TASK GOAL: Output every line of the data exactly as it appears.
-- START OF RECORD EXCERPTS --
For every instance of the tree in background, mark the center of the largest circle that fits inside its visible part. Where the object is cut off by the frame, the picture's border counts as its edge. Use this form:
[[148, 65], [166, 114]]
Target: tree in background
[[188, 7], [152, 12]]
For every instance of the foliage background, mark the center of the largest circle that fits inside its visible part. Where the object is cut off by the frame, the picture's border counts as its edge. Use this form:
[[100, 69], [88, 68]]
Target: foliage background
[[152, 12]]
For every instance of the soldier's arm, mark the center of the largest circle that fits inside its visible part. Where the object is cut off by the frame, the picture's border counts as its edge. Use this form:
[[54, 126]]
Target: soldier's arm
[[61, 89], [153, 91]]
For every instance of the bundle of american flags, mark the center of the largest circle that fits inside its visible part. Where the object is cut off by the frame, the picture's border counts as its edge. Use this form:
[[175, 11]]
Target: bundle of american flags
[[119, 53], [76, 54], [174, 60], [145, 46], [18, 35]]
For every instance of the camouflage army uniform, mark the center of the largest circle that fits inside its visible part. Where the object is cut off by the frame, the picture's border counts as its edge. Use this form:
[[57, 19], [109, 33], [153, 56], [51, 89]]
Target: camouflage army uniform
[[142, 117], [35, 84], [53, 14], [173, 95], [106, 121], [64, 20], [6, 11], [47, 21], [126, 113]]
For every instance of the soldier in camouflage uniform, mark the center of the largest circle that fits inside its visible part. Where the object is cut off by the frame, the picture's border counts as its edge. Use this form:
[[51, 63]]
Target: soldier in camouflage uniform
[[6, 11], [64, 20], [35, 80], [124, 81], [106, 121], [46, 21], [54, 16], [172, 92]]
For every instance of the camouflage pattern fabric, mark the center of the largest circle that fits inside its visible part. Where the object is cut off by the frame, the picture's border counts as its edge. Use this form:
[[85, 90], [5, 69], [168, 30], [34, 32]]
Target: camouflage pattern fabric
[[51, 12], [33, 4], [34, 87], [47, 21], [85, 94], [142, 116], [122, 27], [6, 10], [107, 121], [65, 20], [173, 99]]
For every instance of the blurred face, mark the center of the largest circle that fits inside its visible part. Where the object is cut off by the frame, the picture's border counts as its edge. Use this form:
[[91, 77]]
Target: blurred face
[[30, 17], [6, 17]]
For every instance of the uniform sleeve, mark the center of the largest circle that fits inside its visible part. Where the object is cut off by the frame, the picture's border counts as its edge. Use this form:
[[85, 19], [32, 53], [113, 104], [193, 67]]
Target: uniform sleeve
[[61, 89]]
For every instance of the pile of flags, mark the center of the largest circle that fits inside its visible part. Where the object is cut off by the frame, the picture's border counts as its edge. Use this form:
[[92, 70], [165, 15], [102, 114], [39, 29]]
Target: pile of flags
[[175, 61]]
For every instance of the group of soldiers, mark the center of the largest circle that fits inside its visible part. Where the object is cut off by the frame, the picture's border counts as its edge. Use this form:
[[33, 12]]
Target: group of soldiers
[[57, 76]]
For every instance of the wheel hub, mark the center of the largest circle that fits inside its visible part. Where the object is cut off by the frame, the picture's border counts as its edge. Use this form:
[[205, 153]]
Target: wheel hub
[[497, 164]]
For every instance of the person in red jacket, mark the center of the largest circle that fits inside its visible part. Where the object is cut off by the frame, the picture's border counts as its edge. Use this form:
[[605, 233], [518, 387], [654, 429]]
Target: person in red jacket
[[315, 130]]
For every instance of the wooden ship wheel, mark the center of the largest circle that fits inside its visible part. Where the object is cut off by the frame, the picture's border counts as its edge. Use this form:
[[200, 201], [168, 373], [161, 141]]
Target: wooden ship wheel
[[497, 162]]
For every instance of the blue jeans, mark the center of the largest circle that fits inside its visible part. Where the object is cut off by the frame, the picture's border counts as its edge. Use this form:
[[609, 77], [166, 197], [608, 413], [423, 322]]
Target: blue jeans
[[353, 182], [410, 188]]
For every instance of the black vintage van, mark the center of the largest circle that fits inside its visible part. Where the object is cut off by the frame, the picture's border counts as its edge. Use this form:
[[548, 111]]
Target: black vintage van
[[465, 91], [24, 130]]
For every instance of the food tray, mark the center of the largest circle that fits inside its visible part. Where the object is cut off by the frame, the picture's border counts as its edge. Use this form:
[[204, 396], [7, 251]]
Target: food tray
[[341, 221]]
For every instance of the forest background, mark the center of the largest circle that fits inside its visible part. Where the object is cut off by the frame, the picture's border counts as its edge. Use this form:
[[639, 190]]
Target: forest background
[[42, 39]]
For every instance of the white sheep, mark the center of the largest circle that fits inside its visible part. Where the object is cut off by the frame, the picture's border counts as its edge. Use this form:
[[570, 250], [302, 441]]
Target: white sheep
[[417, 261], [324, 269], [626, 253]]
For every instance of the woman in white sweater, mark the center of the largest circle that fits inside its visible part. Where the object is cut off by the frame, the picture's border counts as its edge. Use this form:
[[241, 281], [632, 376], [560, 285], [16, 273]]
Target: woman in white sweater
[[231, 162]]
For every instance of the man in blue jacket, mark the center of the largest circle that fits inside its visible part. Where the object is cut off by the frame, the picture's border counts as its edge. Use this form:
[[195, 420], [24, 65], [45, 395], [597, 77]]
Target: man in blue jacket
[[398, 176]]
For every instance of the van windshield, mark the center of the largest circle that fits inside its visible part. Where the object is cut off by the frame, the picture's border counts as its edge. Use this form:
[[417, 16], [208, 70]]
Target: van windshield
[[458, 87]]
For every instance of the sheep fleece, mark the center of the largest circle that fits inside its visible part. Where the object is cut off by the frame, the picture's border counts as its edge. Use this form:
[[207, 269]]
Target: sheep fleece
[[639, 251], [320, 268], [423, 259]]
-- END OF RECORD EXCERPTS --
OUTPUT:
For every instance of the tree in background, mark the center of the largest circle that fits inside its visible part. Where the object is cut off by the frame, the picture's border counts as its edge. Use this form:
[[148, 65], [166, 114]]
Target: tree in background
[[188, 7], [152, 12]]
For every instance of the foliage background, mark the center of the largest circle that fits inside its visible part. Where the object is cut off by the frame, the picture's border counts as its edge. Use this form:
[[100, 69], [88, 68]]
Target: foliage background
[[152, 12]]
For every instance of the soldier's arm, mark the center of the largest circle that fits inside its visible part. Where the object is cut off by the frame, the picture's border counts as its edge. Use this form:
[[54, 126]]
Target: soldier's arm
[[61, 89], [153, 91]]
For every instance of the bundle of american flags, mark the center of the largest circle that fits inside its visible part. Where the object is cut off by the frame, the picture's border counts as its edge. Use this form:
[[175, 11]]
Target: bundle of american flags
[[119, 53], [76, 54], [174, 60], [145, 46], [18, 35]]
For every instance of the camouflage army uniform, mark the center of the largest circle that fits inside its visible part. Where the object is cut off by the frame, the picture's border counts as its edge. Use this form:
[[57, 19], [109, 33], [153, 56], [51, 89]]
Target: camouflage army uniform
[[142, 117], [35, 84], [53, 14], [173, 95], [106, 121], [64, 20], [6, 11], [47, 21], [126, 113]]
For every instance of the soldier in camouflage uniform, mark the center of the largest circle that fits inside its visible part. Where the object is cut off by the frame, the picture's border counts as its edge. Use this form:
[[51, 63]]
Target: soldier in camouflage uniform
[[6, 11], [64, 20], [35, 80], [124, 81], [106, 121], [46, 21], [54, 16], [172, 92]]
For every instance of the camouflage pattern fabric, mark the center of the largest circle that fits inside its visible part. Where the object is cut off by the frame, the picture's border counts as its edge. Use this form:
[[85, 90], [5, 69], [168, 30], [34, 32]]
Target: camouflage pattern fabric
[[51, 12], [33, 4], [34, 87], [47, 21], [85, 94], [142, 116], [122, 27], [6, 10], [107, 121], [65, 20], [173, 99]]
For every instance of the blurred face, mark the center of the largest circle that fits inside its visible part. Where the object is cut off by the frame, the picture's border counts as its edge. Use this form:
[[91, 77]]
Target: blurred face
[[30, 17], [6, 17]]
For every instance of the uniform sleeve, mark the center of the largest circle that fits inside its visible part. Where the object is cut off by the frame, the picture's border counts as its edge. Use this form:
[[85, 19], [32, 53], [113, 104], [193, 67]]
Target: uniform sleeve
[[61, 89]]
For every instance of the pile of flags, mark the center of the largest circle that fits inside its visible part. Where the object is cut off by the frame, the picture's border counts as its edge. Use this form:
[[92, 70], [165, 15], [102, 114], [39, 29]]
Target: pile of flags
[[175, 61]]
For every instance of the group of soldiers, mark the center of the largest circle that fits inside its visible part. Where the object is cut off by the frame, the picture's border counts as its edge. Use this form:
[[33, 12]]
Target: group of soldiers
[[57, 76]]
For every instance of the wheel hub, mark the center of the largest circle that fits inside its visible part. Where the object is cut off by the frame, the picture's border counts as its edge. Use this form:
[[205, 153]]
Target: wheel hub
[[497, 164]]
For every instance of the person in red jacket, mark the center of the largest circle that fits inside its visible part. Where the object is cut off by the frame, the picture's border counts as its edge. Use this form:
[[605, 233], [518, 387], [654, 429]]
Target: person in red jacket
[[315, 130]]
For every instance of the wooden ship wheel, mark the center of the largest circle that fits inside its visible part. Where the object is cut off by the frame, the picture's border counts as its edge. Use this form:
[[200, 201], [168, 373], [161, 141]]
Target: wooden ship wheel
[[497, 162]]
For every instance of the blue jeans, mark the center of the largest circle that fits inside its visible part. Where the object is cut off by the frame, the picture's border counts as its edge. Use this form:
[[609, 77], [166, 197], [608, 413], [423, 322]]
Target: blue jeans
[[353, 182], [410, 188]]
For every instance of the black vintage van, mark the center of the largest circle that fits inside its visible part. Where the object is cut off by the frame, the picture's border counts as its edge. Use this form:
[[548, 111]]
Target: black vintage van
[[465, 91], [24, 130]]
For every instance of the food tray, mark the center of the largest circle that fits inside its visible part. Where the object is cut off by the frame, the picture's border counts as its edge. Use this form:
[[204, 396], [7, 251]]
Target: food tray
[[341, 221]]
For every instance of the forest background, mark the center of the largest circle that fits inside its visible part. Where the object is cut off by the frame, the picture's border counts as its edge. Use this form:
[[639, 190]]
Target: forest background
[[42, 39]]
For every instance of the white sheep, mark the center of the largest circle that fits inside its visible part. Where the object is cut off by the frame, the picture's border counts as its edge. Use this form:
[[570, 250], [302, 441]]
Target: white sheep
[[417, 261], [324, 269], [626, 253]]
For every instance of the woman in white sweater, mark the center of the largest circle that fits inside its visible part. Where the object is cut off by the frame, the picture's border counts as its edge. Use this form:
[[241, 281], [632, 376], [560, 285], [16, 273]]
Target: woman in white sweater
[[231, 162]]
For every instance of the man in blue jacket, mark the center of the largest circle that fits inside its visible part. Where the object is cut off by the frame, the picture's border counts as its edge. Use this form:
[[195, 420], [24, 65], [45, 395], [597, 77]]
Target: man in blue jacket
[[398, 176]]
For every instance of the van windshield, mark the center of the largest circle that fits inside its visible part. Where the object is cut off by the frame, the picture's border counts as its edge. Use this form:
[[417, 16], [208, 70]]
Target: van windshield
[[458, 87]]
For every instance of the sheep fleece, mark the center of the largest circle that fits inside its visible part. Where the object is cut off by the frame, the picture's border counts as its edge. Use this form:
[[207, 269]]
Target: sheep fleece
[[639, 251], [320, 268], [423, 259]]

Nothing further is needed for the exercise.